Digital Humanities Observatory Dublin Lecture

The DHO announces an upcoming presentation by DHO Metadata Manager Dot Porter entitled ‘Reading, Writing, Building: the Old English Illustrated Hexateuch’. The lecture is presented as part of the Culture and Technology Seminar Series organized by Humanities Advanced Technology And Information Institute (HATII) at the University of Glasgow, and will be simultaneously webcast. Ms. Porter holds an MA from the Medieval Institute at Western Michigan University and has worked on several digital editing projects of medieval manuscripts.

Date: 26 January 2009, 15:00-16:00
Venue: Royal Irish Academy, 19 Dawson Street, Dublin 2
All Welcome

http://www.digitalhumanities.ie/node/59

Abstract:

In recent years there has been a growth amongst humanities scholars in the interest in the materiality of objects including manuscripts, printed books, and inscribed stones, as they relate to the text inscribed upon them and contained within them. This interest has shown itself in the digital humanities as well, as scholars explore how computers might be made to express the physical in the digital. This may take many forms, including 2D images, 3D images or scans, or textual descriptions of objects.

—————

WHAT THE EXERCISE ASKS -
How would the abstract for the Old English Illustrated Hexateuch lecture go on after its final sentence? Write the next part.

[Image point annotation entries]

—————

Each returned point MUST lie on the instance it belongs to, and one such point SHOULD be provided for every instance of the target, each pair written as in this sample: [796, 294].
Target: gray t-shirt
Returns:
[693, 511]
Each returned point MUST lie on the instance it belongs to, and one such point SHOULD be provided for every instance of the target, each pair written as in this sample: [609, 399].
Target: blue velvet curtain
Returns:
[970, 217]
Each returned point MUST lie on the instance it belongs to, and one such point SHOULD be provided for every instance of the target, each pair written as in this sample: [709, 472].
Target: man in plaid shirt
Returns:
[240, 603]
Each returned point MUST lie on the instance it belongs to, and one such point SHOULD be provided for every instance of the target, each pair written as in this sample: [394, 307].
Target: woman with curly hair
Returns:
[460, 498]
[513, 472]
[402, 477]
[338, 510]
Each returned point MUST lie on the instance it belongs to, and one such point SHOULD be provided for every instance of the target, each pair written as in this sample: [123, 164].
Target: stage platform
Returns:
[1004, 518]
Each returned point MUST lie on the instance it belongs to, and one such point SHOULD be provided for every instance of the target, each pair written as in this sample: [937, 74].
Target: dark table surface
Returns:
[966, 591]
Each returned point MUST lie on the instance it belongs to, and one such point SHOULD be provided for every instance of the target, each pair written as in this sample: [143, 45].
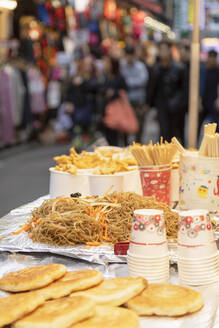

—————

RESPONSE TO THE EXERCISE -
This presentation will explore how digital elements describing, expressing, or representing different aspects of a single physical object might be used to study the creation of that object. The focus will be on a manuscript commonly known as the Old English Illustrated Hexateuch (BL Cotton Claudius B.iv.), an Old English translation of the first six books of the Old Testament that includes over 400 color illustrations. In his recent book The Illustrated Old English Hexateuch, Cotton Claudius B.iv: The Frontier of Seeing and Reading in Anglo-Saxon England (British Library Press, 2007), Benjamin Withers describes a theory for how the relationship between the images and text prescribed both the layout of the content and the physical construction of the entire manuscript. How might Withers’ theory be expressed, visualized, or tested in a digital environment? This presentation is intended to be the start of a conversation, rather than the answer to a very complex and wide-ranging question.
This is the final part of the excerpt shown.